Istruzioni: Trascrivi in un elenco numerato, escludendo le righe vuote, le righe comprese tra quella che contiene "Where can you see the asphalt" e quella che contiene "column 1211, row 780", estremi inclusi.

Materiale di lavoro:
+ + +

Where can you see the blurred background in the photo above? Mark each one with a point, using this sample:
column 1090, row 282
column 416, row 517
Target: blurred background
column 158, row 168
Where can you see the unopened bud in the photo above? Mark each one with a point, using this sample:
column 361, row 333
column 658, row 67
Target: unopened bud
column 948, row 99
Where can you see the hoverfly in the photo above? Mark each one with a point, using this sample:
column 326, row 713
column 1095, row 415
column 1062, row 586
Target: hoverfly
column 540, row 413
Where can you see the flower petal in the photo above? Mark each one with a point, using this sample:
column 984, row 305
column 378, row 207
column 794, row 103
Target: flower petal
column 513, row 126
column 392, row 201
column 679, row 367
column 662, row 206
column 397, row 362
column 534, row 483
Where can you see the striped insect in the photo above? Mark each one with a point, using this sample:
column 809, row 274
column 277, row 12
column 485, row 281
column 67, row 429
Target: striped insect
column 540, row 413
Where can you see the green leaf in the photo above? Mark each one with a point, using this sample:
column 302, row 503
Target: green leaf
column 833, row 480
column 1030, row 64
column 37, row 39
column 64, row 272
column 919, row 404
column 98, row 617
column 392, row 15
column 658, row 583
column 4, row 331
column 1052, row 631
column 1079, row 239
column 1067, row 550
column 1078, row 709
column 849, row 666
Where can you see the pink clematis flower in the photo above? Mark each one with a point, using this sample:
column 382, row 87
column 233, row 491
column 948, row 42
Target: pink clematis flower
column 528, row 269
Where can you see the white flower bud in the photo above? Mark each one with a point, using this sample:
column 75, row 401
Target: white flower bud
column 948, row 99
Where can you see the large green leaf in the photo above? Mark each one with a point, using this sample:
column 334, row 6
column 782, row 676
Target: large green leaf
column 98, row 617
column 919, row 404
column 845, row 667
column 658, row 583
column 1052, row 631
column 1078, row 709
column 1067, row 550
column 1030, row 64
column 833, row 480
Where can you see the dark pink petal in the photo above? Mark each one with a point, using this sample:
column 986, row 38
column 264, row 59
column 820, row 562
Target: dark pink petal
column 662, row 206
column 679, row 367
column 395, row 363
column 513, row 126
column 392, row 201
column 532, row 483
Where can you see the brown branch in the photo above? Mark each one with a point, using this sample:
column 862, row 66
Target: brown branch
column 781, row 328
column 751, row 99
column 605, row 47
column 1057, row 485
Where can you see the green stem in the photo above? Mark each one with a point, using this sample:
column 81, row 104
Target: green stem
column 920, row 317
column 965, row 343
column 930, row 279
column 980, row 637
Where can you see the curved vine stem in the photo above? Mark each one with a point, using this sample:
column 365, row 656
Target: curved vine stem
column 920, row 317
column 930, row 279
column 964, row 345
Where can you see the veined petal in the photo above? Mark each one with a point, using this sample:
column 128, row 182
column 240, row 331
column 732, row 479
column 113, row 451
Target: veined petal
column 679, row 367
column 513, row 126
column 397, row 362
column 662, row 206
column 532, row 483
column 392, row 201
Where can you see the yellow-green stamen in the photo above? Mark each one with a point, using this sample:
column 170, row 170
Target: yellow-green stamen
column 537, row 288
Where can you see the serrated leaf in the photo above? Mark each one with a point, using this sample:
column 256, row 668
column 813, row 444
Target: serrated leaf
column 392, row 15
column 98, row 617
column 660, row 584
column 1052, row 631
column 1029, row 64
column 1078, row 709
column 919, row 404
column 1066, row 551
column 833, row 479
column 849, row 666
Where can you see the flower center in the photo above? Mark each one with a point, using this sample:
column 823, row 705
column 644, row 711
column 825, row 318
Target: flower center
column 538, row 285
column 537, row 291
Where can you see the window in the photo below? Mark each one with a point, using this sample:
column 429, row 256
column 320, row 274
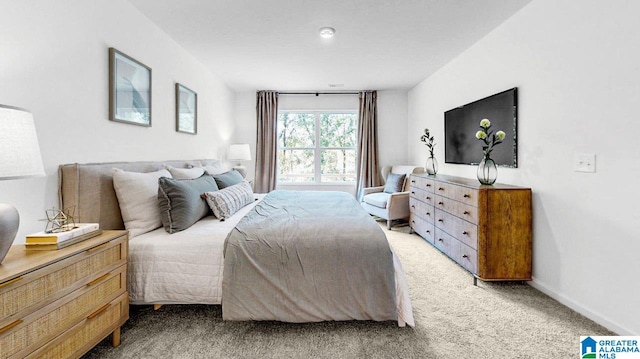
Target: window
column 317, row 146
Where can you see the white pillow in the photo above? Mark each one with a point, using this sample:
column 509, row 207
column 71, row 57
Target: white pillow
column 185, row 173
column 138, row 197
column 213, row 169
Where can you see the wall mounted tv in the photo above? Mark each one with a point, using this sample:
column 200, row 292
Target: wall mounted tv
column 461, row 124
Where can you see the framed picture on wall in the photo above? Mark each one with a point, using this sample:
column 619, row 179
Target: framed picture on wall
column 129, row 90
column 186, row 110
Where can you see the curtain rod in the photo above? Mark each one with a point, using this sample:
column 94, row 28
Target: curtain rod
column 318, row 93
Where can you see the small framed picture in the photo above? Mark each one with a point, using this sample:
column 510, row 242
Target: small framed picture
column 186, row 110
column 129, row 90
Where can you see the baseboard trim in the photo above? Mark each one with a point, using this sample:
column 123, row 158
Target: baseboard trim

+ + +

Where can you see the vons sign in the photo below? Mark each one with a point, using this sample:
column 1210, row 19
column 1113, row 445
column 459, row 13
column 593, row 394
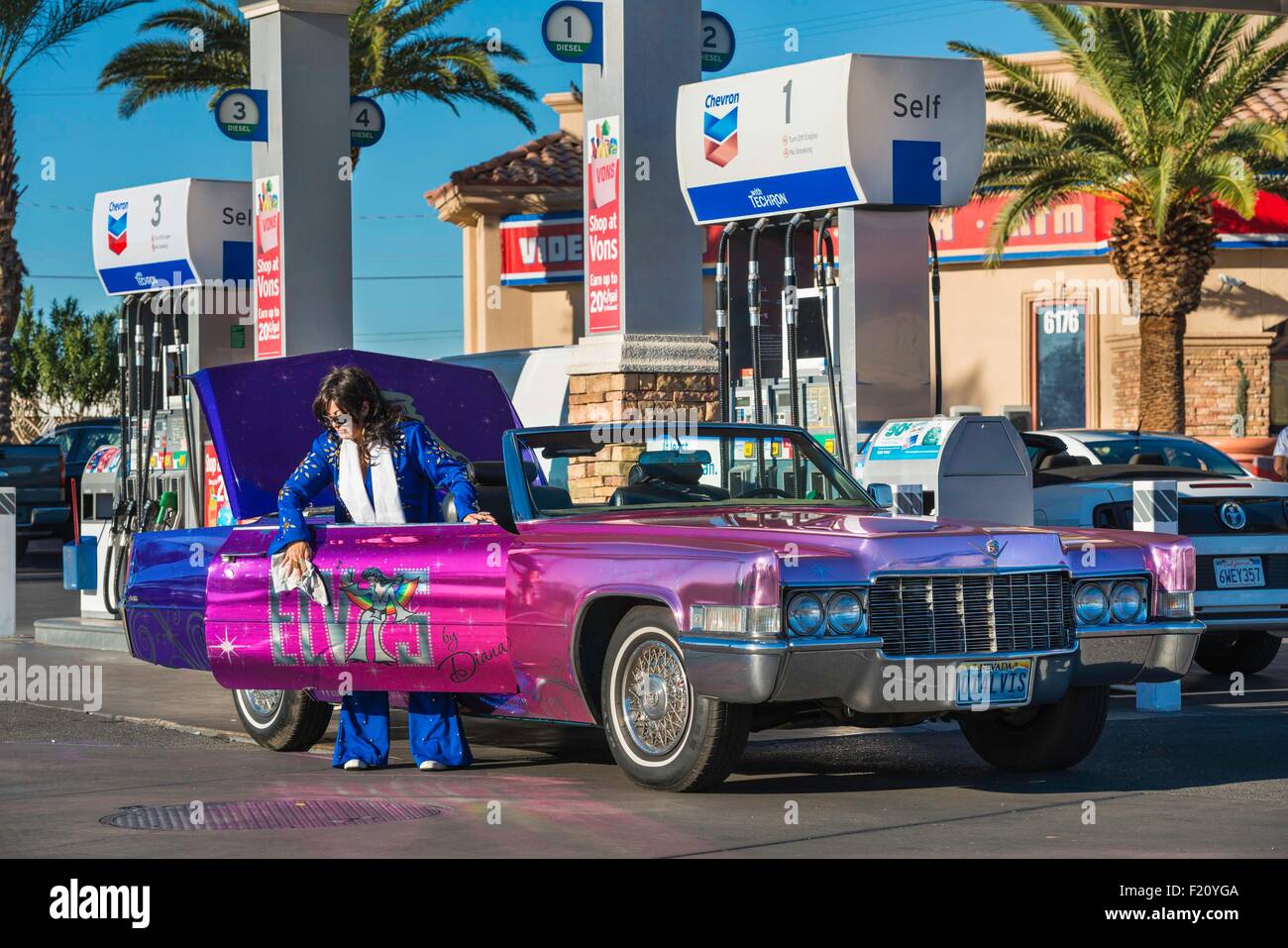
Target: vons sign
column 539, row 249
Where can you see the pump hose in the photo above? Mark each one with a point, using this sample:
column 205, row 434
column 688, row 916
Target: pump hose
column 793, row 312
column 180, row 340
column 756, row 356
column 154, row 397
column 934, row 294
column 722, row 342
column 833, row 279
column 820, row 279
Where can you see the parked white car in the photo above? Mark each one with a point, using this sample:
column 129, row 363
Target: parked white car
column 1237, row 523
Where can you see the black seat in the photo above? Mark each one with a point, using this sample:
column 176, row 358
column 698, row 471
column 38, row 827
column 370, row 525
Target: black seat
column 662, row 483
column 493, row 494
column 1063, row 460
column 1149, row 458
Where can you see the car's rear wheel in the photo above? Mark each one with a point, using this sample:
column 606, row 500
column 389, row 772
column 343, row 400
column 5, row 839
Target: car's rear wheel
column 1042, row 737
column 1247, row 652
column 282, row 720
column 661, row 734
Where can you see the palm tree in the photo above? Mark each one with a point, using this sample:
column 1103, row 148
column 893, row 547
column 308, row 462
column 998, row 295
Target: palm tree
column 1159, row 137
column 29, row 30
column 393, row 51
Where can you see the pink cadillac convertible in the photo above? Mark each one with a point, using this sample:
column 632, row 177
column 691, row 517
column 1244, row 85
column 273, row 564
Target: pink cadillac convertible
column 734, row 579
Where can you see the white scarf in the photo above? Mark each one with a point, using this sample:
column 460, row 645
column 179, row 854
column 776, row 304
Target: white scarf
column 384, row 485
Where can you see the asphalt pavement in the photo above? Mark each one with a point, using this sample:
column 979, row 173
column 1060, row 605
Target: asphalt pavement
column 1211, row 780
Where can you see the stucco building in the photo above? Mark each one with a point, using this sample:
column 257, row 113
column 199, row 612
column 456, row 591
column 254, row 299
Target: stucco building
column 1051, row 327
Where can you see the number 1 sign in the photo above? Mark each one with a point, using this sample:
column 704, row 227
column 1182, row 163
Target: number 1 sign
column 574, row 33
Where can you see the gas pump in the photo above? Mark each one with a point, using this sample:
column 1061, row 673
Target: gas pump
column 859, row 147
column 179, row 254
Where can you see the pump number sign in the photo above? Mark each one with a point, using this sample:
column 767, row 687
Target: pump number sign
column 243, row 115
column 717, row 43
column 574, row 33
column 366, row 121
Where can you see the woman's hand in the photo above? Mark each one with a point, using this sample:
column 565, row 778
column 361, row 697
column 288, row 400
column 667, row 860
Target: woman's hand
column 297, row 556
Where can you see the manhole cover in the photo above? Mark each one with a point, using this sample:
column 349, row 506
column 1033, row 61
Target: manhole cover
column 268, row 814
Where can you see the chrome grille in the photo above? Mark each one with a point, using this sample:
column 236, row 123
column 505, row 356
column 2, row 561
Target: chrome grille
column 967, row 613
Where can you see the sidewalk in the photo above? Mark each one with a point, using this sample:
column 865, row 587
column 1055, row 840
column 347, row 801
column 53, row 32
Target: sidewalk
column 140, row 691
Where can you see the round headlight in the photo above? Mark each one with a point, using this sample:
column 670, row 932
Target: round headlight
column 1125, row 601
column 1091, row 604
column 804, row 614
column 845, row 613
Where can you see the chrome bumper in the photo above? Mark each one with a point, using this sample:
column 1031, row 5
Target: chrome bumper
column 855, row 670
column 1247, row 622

+ + +

Risposta:
1. Where can you see the asphalt pavement in the photo above? Mark each one with a point, using this sample:
2. column 979, row 173
3. column 1060, row 605
4. Target: asphalt pavement
5. column 1211, row 780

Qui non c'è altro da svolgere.